_THE TASKS:_
1 - List every function in the CUDA kernel excerpt that has the @cuda.jit decorator.
2 - What value does the CUDA kernel excerpt assign to threads_per_block?

_EXCERPT TO READ:_
# # #
I have a situation right now that I am trying to optimize which looks like this:

@cuda.jit
def first_func(x, y):
    start = cuda.grid(1)
    stride = cuda.gridsize(1)

    for j in range(start, x.shape[0], stride):
       # Do something with x and y
        pass

@cuda.jit
def second_func(y, z):
    start = cuda.grid(1)
    stride = cuda.gridsize(1)

    for j in range(start, z.shape[0], stride):
        # Do something with y and z
        pass

@cuda.jit
def third_func(z):
    start = cuda.grid(1)
    stride = cuda.gridsize(1)

    for j in range(start, z.shape[0], stride):
        # Do something with z
        pass

def main(x, y, z):
    device_x = cuda.to_device(x)
    device_y = cuda.to_device(y)
    device_z = cuda.to_device(z)

    threads_per_block = 512
    blocks_per_grid = math.ceil(x.shape/threads_per_block)

    for i in range(100000):
        first_func[blocks_per_grid, threads_per_block](device_x, device_y)
        second_func[blocks_per_grid, threads_per_block](device_y, device_z)
        third_func[blocks_per_grid, threads_per_block](device_z)

    return device_y.copy_to_host(), device_z.copy_to_host()

Here's my problem: When the outer i for-loop range in main() is large, the majority of my time is spent calling the first_func, second_func, and third_func kernels while very little time is spent on the GPUs (since the kernel functions are short). While each iteration of the for-loop is independent from the others, device_yand device_z are being updated depending on device_x. The first thing that I tried was to combine the kernels into a single kernel in order to decrease the total kernel calls:

@cuda.jit
def combined_func(x, y, z):
    start = cuda.grid(1)
    stride = cuda.gridsize(1)
# # #
_LISTED ENTRIES:_

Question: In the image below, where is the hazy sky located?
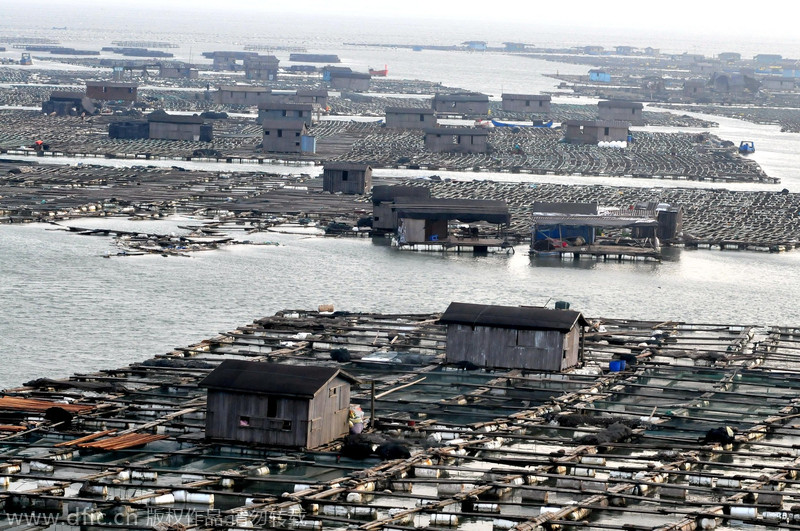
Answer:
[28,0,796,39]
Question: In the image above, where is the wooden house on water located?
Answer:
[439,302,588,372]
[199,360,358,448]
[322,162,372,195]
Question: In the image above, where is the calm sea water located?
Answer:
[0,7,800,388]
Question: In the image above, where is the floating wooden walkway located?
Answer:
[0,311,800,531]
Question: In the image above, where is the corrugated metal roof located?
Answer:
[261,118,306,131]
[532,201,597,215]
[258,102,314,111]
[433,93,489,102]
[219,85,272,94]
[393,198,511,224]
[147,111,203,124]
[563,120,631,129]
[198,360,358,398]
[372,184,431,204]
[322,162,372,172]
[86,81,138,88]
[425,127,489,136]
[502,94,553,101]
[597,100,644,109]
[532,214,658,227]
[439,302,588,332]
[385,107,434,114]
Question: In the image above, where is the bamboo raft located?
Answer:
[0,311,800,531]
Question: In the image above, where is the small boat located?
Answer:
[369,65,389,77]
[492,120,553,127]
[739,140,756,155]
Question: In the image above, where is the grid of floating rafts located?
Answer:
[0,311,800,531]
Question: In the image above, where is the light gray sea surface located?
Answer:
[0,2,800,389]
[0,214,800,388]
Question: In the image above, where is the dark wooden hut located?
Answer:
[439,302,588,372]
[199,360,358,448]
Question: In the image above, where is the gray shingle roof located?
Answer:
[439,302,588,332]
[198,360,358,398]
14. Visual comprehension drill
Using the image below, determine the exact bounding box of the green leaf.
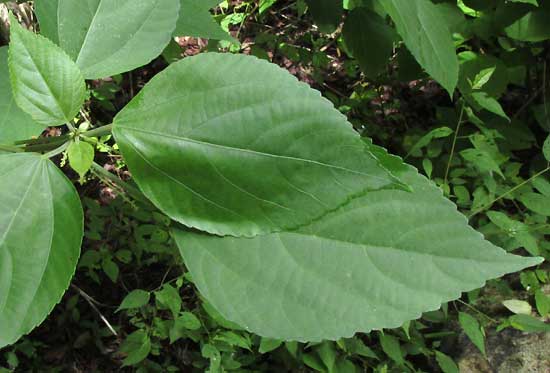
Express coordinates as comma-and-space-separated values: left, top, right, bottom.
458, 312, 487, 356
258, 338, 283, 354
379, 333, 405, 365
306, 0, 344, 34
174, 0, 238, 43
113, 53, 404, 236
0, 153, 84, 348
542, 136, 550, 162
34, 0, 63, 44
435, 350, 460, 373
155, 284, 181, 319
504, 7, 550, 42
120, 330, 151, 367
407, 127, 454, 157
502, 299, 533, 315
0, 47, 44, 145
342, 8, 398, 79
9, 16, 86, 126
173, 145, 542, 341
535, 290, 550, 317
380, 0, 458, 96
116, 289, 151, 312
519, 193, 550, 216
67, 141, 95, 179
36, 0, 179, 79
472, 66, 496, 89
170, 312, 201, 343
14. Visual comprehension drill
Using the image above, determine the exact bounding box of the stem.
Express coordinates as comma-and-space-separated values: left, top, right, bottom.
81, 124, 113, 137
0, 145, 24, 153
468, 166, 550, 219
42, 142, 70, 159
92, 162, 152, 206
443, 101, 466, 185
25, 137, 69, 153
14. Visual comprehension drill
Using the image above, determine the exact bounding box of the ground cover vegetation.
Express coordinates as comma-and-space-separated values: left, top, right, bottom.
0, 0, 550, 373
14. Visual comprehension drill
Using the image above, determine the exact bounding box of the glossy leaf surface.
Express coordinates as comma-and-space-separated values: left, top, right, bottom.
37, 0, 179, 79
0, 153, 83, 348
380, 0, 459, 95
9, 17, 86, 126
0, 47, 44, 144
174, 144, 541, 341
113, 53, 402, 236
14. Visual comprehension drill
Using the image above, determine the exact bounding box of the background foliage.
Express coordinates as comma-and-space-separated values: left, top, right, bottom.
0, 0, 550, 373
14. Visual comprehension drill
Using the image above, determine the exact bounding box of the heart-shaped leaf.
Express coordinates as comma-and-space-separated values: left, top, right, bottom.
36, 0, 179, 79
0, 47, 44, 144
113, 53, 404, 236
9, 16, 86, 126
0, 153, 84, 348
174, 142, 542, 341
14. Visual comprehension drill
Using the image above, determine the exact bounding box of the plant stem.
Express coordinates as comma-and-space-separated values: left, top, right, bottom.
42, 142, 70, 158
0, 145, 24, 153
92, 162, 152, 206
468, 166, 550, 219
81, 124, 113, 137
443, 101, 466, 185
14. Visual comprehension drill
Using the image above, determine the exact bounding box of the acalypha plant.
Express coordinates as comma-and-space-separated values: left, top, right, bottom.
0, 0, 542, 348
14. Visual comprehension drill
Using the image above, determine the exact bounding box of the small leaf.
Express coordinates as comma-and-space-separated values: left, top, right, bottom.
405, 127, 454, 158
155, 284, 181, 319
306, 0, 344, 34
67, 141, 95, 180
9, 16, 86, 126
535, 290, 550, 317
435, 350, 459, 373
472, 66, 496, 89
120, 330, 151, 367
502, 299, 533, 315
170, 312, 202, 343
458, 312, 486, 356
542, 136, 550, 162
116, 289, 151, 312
# # #
_THE RESPONSES:_
1 - first_func, second_func, third_func, combined_func

2 - 512